— begin —
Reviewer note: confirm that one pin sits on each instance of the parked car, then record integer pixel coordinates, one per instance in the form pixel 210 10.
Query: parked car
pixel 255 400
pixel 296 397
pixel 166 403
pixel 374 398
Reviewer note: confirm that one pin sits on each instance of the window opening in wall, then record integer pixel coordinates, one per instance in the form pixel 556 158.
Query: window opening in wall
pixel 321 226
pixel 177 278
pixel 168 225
— end —
— begin —
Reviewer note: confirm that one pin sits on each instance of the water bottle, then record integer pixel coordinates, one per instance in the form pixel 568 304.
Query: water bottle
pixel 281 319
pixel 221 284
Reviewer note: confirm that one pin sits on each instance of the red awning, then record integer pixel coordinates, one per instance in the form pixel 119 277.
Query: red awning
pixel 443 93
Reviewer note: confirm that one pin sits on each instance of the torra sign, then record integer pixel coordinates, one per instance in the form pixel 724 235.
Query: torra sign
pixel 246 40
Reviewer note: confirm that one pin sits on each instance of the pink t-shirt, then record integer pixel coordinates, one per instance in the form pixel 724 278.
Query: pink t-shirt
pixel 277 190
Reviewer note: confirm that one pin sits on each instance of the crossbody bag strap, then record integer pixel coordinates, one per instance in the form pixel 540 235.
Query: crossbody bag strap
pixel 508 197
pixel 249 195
— end —
● What is needed
Starting at the line that contains "pixel 556 158." and ending after the line that contains "pixel 168 225", recast only those items as a two-column CSV with the headers item_text and answer. Give one row per item, and put each value in a single quoted field with its line breaks replaced by spaces.

● Solution to the problem
item_text,answer
"Reviewer note: confirm that one pin sits on each instance of the window opening in wall, then record integer pixel coordinates, one per instance in the form pixel 556 158. Query: window opening in wall","pixel 321 226 pixel 177 278 pixel 168 225"